» **Aim of the exercise**
Rewrite all of the data below as a Markdown table with two columns, Row and Line. Give each nonblank line its own row, numbered in order, and leave out blank lines.

--*--

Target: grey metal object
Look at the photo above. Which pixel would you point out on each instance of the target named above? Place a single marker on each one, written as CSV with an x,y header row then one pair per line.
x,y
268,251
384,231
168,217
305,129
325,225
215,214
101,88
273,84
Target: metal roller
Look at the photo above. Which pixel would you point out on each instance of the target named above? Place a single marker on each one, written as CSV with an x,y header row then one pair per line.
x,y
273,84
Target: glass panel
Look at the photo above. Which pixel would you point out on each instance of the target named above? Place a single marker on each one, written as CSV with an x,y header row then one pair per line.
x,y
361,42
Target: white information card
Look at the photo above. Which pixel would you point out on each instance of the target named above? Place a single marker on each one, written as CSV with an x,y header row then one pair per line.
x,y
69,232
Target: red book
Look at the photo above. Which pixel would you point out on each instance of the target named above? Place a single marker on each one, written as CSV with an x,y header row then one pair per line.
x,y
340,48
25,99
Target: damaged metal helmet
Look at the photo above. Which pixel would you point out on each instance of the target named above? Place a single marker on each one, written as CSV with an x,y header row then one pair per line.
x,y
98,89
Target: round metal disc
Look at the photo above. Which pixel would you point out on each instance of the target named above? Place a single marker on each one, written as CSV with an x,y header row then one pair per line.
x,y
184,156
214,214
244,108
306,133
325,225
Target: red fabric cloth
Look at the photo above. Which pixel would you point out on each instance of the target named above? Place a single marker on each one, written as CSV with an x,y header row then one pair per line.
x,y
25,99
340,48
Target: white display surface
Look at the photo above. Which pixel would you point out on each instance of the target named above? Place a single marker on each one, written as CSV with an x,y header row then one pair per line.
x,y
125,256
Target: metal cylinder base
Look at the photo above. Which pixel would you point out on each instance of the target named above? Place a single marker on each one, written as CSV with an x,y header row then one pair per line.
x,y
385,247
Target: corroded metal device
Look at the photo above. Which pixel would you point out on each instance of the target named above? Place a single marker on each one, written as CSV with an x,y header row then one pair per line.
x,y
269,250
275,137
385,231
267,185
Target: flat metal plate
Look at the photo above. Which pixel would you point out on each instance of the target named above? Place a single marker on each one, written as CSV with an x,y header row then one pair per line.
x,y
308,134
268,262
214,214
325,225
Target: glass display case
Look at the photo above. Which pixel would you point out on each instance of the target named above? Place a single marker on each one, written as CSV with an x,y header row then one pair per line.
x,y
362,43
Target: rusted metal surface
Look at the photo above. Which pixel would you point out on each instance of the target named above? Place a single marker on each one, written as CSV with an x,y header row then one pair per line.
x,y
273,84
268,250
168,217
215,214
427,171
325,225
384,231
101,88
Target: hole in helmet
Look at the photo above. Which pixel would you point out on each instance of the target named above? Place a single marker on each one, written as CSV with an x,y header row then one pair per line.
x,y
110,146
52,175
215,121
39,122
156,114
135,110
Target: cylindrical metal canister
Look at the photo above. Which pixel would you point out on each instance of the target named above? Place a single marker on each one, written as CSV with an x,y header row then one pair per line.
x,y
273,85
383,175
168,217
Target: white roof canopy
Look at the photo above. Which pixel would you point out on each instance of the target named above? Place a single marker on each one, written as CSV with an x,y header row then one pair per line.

--*--

» **Solution to this task**
| Row | Line |
|---|---|
| 1 | Target: grey metal object |
| 2 | Look at the photo above. Which pixel would you point out on each instance of the target named above? Place a single marker on each one, written as CSV with an x,y header row then one pair per line. |
| 3 | x,y |
| 4 | 268,251 |
| 5 | 384,231 |
| 6 | 168,217 |
| 7 | 305,129 |
| 8 | 325,225 |
| 9 | 215,214 |
| 10 | 101,88 |
| 11 | 273,84 |
| 12 | Target: metal roller |
| 13 | Look at the photo above. Which pixel would you point out on each instance of the target named above? Place a single marker on each one, written as CSV with an x,y header row then one pair per line. |
| 14 | x,y |
| 15 | 273,84 |
| 16 | Target: glass panel |
| 17 | Look at the photo above. Which pixel would you point out on each instance of the target named above? Place a single marker on each one, written as CSV with an x,y header row then one pair per line. |
| 18 | x,y |
| 19 | 361,42 |
| 20 | Target: white information card |
| 21 | Look at the photo above. Which pixel would you point out on each instance of the target named above? Place a single marker on each one, written as CSV with an x,y header row then one pair per line. |
| 22 | x,y |
| 23 | 69,232 |
| 24 | Target: red book |
| 25 | Look at the photo above. Which pixel would you point out on each instance of the target named above? Place a single marker on each one, written as CSV with an x,y header row then one pair per line. |
| 26 | x,y |
| 27 | 340,48 |
| 28 | 25,99 |
| 29 | Target: damaged metal helmet |
| 30 | Look at the photo above. Which pixel would you point out on each instance of the target named above? Place a single marker on each one, written as CSV with an x,y header row then one pair per line. |
| 31 | x,y |
| 32 | 98,89 |
| 33 | Target: round metal disc |
| 34 | Look at the photo above. Which pixel would you point out on each instance of the target named above? Place a single marker on each one, written as CSV with an x,y header row then one pair per line. |
| 35 | x,y |
| 36 | 184,156 |
| 37 | 214,214 |
| 38 | 244,108 |
| 39 | 306,133 |
| 40 | 325,225 |
| 41 | Target: red fabric cloth |
| 42 | Look at the photo above. Which pixel would you point out on each instance of the target named above? Place a single marker on each one, written as CSV with an x,y header row then one pair per line. |
| 43 | x,y |
| 44 | 25,99 |
| 45 | 340,48 |
| 46 | Target: white display surface |
| 47 | Look at the photo above. Which pixel would you point out on each instance of the target named above? Place a single marker on each one, written as CSV with an x,y header row then one pair per line. |
| 48 | x,y |
| 49 | 125,256 |
| 50 | Target: metal cylinder base |
| 51 | Look at the photo above. Which pixel would you point out on each instance of the target named above? Place a single marker on each one, written as CSV with an x,y header row then one pair per line. |
| 52 | x,y |
| 53 | 385,247 |
| 54 | Target: corroded metal device |
| 55 | Look at the photo above. Which pixel would you point out on each instance of the target named above? Place a single marker on each one, written as CSV with an x,y header row then one pair per line. |
| 56 | x,y |
| 57 | 269,250 |
| 58 | 275,137 |
| 59 | 385,231 |
| 60 | 267,185 |
| 61 | Target: flat metal plate |
| 62 | Look at the photo above. Which pixel would you point out on each instance of the target named above? Place a single marker on each one, written as CSV with an x,y header row then one pair per line. |
| 63 | x,y |
| 64 | 308,134 |
| 65 | 268,262 |
| 66 | 214,214 |
| 67 | 325,225 |
| 68 | Target: glass display case |
| 69 | Look at the photo above. Which pixel would you point out on each instance of the target named above? Place a single marker on each one, written as CSV with an x,y header row then one pair per line. |
| 70 | x,y |
| 71 | 362,43 |
| 72 | Target: rusted metal surface |
| 73 | Look at the photo above. Which pixel would you point out on each instance of the target named above? Place a single marker on each one, written as CSV with an x,y header row then one pair per line. |
| 74 | x,y |
| 75 | 273,84 |
| 76 | 268,250 |
| 77 | 168,217 |
| 78 | 215,214 |
| 79 | 427,171 |
| 80 | 325,225 |
| 81 | 384,231 |
| 82 | 101,88 |
| 83 | Target: hole in helmet |
| 84 | Look at the photo above. Which pixel would you point out on each instance of the target named above? Place a single marker on each one, written as CSV with an x,y header row then one pair per line. |
| 85 | x,y |
| 86 | 110,146 |
| 87 | 52,175 |
| 88 | 215,121 |
| 89 | 39,122 |
| 90 | 156,114 |
| 91 | 135,110 |
| 92 | Target: cylindrical metal canister |
| 93 | Look at the photo above. Which pixel would you point out on each instance of the target named above? Place a single marker on each one, written as CSV with an x,y header row then one pair per line. |
| 94 | x,y |
| 95 | 273,85 |
| 96 | 383,175 |
| 97 | 168,217 |
| 98 | Target: white roof canopy |
| 99 | Look at the photo above. Which pixel would you point out on each instance of the target named above? Place a single marker on each one, written as CSV with an x,y header row then one pair per line. |